Given request
Gather each line of the records below that contains the word "distant". Matching is case-sensitive.

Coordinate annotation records

● ● ● ● ● ● ●

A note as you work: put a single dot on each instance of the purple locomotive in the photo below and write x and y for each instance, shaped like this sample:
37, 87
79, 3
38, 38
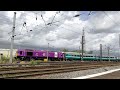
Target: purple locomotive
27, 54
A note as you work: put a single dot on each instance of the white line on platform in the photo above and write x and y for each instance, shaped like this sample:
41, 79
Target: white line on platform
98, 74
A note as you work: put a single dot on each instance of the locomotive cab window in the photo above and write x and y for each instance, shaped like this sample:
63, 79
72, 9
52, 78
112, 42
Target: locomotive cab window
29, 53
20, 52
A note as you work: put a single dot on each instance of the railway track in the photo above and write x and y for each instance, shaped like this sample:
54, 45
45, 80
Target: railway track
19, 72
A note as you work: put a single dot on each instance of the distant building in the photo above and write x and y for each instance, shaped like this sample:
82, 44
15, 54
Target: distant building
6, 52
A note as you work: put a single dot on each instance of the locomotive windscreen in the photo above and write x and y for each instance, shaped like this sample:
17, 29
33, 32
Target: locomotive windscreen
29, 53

● ● ● ● ● ● ●

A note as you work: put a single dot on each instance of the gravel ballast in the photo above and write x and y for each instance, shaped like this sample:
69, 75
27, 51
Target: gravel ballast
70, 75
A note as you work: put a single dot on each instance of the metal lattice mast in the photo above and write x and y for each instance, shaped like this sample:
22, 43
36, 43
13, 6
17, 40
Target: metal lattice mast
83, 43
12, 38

● ● ● ● ● ● ●

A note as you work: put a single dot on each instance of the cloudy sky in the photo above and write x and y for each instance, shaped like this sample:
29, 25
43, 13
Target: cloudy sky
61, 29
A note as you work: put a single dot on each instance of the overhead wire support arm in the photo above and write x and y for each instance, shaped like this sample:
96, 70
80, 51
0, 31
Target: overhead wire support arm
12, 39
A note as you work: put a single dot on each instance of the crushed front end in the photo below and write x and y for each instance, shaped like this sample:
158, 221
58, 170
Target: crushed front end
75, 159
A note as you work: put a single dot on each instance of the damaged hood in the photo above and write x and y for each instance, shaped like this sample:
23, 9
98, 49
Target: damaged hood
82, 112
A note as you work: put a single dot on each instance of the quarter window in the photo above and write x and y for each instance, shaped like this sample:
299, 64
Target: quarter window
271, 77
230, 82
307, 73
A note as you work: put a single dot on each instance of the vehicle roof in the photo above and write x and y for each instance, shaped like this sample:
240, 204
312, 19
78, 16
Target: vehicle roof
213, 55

● ● ● ● ● ● ●

Expected output
A note as you work: put a single dot on each instance of the distant building in the photo above and write x and y for each instance, shaped like this sample:
Target: distant building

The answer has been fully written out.